Only the lines from the one with "TARGET = reflective road marker" onward are wanted, through the last line of the entries, set down exactly.

Records from a data source:
***

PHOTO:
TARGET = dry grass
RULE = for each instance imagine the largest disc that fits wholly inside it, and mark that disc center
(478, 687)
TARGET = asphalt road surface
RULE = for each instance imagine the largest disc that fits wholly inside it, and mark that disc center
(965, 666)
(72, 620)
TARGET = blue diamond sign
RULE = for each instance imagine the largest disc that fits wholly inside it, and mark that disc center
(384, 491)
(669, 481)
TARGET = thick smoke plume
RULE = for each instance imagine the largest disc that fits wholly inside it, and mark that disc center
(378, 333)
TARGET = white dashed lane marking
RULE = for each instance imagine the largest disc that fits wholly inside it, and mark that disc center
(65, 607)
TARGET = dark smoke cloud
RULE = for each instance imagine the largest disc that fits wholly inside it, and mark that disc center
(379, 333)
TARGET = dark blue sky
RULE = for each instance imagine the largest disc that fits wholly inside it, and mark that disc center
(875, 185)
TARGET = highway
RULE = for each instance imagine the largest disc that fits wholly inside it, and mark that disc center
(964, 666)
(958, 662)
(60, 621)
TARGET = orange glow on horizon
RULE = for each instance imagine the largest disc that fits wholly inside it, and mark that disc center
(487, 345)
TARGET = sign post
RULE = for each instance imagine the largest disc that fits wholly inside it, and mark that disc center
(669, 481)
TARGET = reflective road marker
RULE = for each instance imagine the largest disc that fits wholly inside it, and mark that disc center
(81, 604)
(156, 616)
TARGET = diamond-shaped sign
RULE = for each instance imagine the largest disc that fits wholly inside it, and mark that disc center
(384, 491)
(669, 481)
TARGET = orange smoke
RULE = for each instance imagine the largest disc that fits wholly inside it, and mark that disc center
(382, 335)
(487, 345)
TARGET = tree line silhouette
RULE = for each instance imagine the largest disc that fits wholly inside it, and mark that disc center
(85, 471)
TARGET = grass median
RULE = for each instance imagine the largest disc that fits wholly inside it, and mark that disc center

***

Exercise response:
TARGET = reflective road marker
RULE = for each instance imagine the largest disc that fits wholly inside it, and mark that disc center
(81, 604)
(156, 616)
TARGET = diamond-shaped sign
RULE = for each instance imagine the largest disc that fits wholly inside it, and mark that disc center
(384, 491)
(669, 481)
TARGET = orange smoke
RULE = for each instance imagine the largest disc that fits wholly inside it, and mark that disc center
(382, 335)
(487, 345)
TARGET = tree line silhouette
RULE = for each instance imagine the largest disc that fits wholly inside it, and mark that disc center
(85, 471)
TARGET = grass median
RULE = for each instance imagine the largest disc that fits wholly inside it, and mark that disc center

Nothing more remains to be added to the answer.